» **Listed entries**
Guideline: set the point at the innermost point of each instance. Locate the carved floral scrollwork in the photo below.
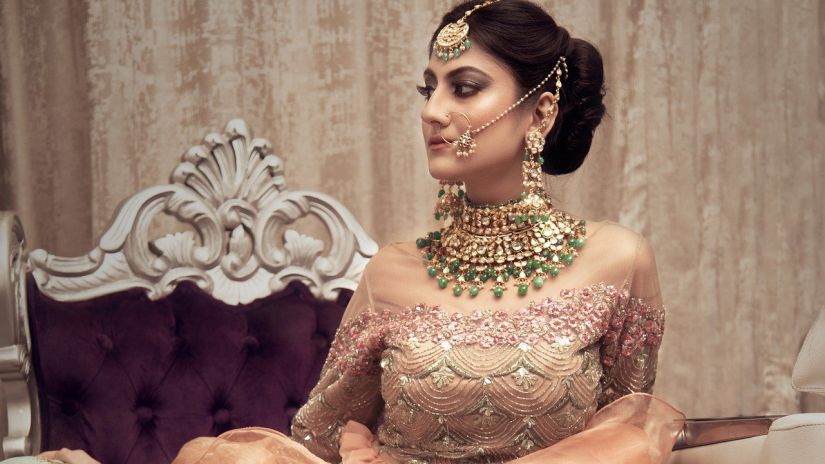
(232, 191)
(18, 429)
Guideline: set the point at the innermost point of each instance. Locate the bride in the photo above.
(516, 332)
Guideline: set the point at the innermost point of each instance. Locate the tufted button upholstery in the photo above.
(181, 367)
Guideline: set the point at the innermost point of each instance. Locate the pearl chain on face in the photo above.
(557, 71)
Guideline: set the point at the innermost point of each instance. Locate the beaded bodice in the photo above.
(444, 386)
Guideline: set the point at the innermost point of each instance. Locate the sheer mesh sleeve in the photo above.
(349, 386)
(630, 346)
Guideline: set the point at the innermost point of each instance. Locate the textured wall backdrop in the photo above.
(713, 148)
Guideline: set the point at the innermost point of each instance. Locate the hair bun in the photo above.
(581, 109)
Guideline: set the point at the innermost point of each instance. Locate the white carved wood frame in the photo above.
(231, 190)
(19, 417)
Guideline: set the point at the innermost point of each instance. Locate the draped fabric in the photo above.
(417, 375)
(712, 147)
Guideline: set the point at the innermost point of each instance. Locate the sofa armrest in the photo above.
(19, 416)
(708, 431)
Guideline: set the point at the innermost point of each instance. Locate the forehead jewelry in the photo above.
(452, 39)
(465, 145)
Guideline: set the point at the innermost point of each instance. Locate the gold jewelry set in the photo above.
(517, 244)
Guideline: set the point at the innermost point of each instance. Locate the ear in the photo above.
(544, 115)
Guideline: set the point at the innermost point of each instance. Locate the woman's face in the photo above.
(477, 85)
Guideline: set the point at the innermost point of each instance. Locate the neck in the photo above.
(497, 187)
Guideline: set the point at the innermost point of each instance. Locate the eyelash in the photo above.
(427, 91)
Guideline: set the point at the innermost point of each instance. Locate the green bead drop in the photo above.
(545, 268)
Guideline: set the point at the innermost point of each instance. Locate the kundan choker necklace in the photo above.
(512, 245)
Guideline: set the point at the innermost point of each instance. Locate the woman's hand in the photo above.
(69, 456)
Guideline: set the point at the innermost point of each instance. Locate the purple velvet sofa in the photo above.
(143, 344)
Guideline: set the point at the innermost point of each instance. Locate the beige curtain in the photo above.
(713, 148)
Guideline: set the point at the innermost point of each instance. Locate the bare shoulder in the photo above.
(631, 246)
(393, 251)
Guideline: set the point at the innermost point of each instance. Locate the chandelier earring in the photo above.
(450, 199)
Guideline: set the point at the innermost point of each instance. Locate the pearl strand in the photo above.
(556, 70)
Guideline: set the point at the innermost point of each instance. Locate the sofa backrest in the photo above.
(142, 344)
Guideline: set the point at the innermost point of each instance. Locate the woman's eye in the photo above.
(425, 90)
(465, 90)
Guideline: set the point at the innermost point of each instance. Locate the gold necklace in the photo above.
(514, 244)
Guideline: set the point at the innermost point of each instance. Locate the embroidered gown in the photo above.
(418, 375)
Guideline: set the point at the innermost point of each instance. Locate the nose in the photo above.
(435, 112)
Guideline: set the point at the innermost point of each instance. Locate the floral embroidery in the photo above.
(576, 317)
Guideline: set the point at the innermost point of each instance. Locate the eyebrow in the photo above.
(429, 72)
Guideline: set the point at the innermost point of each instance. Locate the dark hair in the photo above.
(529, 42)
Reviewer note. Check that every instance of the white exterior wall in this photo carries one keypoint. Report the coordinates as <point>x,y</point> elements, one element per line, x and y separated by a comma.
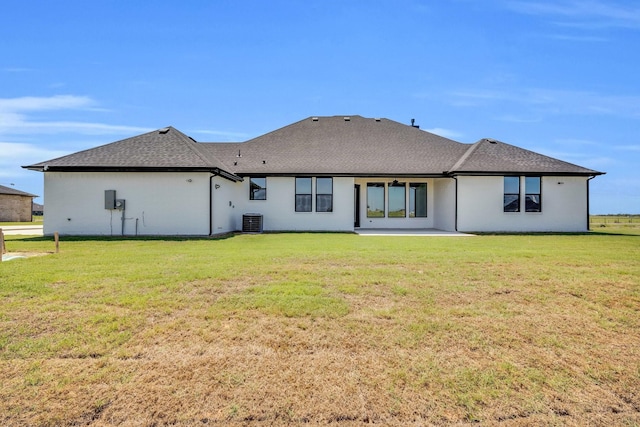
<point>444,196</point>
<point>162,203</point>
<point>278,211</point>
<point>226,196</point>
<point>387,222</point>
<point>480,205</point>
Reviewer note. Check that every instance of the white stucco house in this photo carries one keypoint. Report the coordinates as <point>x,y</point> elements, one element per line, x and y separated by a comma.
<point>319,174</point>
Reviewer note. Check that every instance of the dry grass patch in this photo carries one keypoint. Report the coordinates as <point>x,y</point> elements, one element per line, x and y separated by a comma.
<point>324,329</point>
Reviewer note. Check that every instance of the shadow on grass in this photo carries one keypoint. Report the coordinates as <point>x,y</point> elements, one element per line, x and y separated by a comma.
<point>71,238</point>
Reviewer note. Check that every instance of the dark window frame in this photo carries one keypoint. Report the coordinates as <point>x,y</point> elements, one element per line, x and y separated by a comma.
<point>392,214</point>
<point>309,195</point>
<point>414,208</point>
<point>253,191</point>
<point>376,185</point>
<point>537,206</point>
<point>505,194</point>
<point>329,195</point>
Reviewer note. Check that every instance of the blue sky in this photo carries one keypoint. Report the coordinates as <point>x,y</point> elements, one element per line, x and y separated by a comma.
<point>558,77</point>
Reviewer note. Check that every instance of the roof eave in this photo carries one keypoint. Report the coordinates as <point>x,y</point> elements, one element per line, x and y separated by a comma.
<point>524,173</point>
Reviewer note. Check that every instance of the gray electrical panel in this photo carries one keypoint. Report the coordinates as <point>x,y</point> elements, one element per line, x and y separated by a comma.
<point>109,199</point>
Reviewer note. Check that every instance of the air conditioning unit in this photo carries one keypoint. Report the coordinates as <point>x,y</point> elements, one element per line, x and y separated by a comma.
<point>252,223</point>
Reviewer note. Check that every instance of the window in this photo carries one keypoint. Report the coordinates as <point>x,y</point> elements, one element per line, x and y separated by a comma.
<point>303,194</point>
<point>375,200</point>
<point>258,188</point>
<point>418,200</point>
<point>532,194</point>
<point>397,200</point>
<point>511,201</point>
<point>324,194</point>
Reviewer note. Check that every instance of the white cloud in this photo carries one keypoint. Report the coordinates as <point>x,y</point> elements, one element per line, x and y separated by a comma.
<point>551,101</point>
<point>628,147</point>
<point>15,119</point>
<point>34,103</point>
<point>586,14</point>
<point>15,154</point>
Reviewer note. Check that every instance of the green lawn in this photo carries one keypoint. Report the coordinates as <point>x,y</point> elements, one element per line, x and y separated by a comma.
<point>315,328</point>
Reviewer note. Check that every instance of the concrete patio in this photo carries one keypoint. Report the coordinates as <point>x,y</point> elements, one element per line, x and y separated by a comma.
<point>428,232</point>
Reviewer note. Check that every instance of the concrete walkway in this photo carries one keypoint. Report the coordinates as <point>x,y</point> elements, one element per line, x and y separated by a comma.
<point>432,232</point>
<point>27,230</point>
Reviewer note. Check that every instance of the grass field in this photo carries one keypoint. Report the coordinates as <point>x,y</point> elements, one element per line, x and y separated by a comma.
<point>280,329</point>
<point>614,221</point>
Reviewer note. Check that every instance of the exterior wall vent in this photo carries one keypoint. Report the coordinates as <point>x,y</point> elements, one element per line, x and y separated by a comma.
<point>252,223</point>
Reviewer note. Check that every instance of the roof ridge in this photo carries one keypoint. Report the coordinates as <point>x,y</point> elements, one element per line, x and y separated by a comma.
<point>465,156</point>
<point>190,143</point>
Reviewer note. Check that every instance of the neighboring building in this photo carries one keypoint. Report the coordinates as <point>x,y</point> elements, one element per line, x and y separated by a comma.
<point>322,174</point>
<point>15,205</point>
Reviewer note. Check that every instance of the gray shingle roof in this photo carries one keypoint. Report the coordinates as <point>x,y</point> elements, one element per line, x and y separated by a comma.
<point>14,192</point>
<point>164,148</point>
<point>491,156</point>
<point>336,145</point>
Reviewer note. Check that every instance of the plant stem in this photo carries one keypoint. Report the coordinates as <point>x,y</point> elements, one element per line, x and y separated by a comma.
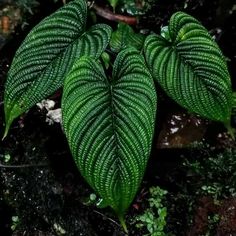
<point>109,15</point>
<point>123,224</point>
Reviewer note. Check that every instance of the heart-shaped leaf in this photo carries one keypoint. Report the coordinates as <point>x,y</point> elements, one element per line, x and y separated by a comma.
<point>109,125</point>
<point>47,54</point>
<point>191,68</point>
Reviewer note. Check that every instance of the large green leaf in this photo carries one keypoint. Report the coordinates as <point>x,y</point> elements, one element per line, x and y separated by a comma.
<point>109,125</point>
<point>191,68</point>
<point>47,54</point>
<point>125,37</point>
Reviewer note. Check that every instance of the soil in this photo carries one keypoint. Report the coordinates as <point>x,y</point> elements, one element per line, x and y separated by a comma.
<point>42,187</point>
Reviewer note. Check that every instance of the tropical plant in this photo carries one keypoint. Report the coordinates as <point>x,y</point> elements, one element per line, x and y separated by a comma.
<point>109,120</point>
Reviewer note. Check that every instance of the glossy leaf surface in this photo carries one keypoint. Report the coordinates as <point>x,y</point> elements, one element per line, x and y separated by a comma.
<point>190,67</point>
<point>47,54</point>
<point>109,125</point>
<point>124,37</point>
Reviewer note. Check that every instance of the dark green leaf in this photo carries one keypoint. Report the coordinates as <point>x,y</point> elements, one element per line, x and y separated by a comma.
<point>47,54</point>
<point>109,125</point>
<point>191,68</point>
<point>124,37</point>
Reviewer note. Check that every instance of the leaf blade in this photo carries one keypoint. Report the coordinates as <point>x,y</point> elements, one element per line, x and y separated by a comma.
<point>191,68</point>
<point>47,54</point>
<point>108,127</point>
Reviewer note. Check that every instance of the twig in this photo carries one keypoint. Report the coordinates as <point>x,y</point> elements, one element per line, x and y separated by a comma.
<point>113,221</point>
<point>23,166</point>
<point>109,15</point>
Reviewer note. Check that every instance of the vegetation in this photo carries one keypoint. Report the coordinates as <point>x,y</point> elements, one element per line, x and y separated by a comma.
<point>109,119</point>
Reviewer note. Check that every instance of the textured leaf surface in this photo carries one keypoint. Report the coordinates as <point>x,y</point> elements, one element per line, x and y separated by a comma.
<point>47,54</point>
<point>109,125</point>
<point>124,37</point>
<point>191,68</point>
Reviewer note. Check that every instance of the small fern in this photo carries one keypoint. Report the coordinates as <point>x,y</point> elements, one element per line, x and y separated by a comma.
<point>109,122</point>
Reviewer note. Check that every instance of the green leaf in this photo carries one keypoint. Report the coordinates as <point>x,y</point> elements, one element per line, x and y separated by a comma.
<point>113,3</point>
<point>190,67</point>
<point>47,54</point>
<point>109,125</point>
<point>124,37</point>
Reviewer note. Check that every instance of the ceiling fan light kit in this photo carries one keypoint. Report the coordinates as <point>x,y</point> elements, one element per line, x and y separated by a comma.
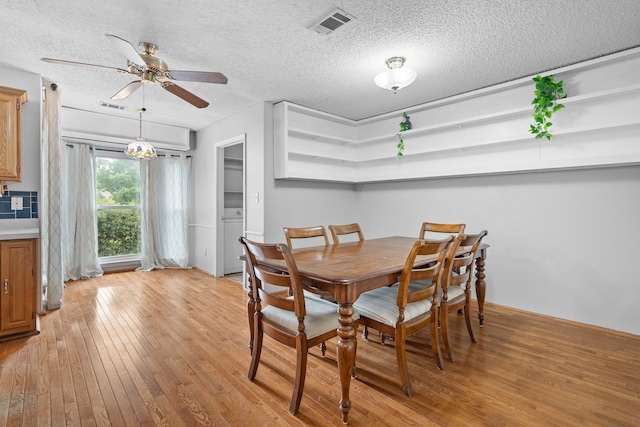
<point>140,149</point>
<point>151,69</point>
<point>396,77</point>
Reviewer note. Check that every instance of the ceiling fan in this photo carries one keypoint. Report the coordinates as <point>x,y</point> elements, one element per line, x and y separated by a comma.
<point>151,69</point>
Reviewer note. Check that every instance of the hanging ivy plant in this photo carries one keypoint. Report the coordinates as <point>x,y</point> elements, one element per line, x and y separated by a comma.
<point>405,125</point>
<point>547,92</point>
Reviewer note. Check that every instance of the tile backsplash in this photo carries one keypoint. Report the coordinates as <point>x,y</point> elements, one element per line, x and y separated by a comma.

» **Your objective**
In the records above, locate the line that contains "Reviewer note. Check that every instance of the ceiling fan in". Repeat it and every line after it, exactly, and nothing else.

» **Exercise result**
Reviewer note. Check that every instance of the ceiling fan in this photo carries one keypoint. Report the coordinates as <point>x,y</point> elements, one element per line, x and y separated by a comma.
<point>151,69</point>
Reviewer note. Check that every instance of the hanging ivy plant in this photo carries one keypoint. Report the coordinates as <point>x,y</point> elements, one element per line, x and y separated by a comma.
<point>405,125</point>
<point>547,92</point>
Reviewer note. Check that every instance of the tile backsplash in this photo carries one keypoint. Report the coordinates as <point>x,y</point> elements, one element per line, x and y separated by a comma.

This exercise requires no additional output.